▶ **EXERCISE REQUIREMENTS**
Copy the rows from the start down through the line containing "xmin=0 ymin=79 xmax=180 ymax=138", replacing "wooden gym floor" with "hardwood basketball court" and changing nothing else. Leave the pictures out.

#### RECORD EXCERPTS ####

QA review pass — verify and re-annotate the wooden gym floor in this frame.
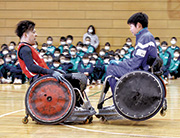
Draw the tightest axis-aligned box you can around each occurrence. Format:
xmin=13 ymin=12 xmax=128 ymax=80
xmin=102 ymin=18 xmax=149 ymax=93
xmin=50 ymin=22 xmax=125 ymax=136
xmin=0 ymin=79 xmax=180 ymax=138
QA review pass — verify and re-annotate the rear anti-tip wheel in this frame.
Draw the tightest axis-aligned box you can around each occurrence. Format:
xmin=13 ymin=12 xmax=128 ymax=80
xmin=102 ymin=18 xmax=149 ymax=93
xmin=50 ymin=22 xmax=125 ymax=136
xmin=22 ymin=117 xmax=29 ymax=124
xmin=160 ymin=109 xmax=166 ymax=116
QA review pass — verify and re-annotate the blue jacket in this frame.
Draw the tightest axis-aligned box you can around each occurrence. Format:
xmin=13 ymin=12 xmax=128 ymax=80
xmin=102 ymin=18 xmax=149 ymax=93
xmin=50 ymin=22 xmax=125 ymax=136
xmin=78 ymin=61 xmax=94 ymax=74
xmin=159 ymin=50 xmax=171 ymax=71
xmin=115 ymin=28 xmax=157 ymax=71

####

▶ **TASK RESULT**
QA review pass — verify and re-annotate the hardwood basketball court in this frame.
Draw the tightest axis-aligned box you can around each occurrence. Format:
xmin=13 ymin=12 xmax=128 ymax=80
xmin=102 ymin=18 xmax=149 ymax=93
xmin=50 ymin=22 xmax=125 ymax=136
xmin=0 ymin=79 xmax=180 ymax=138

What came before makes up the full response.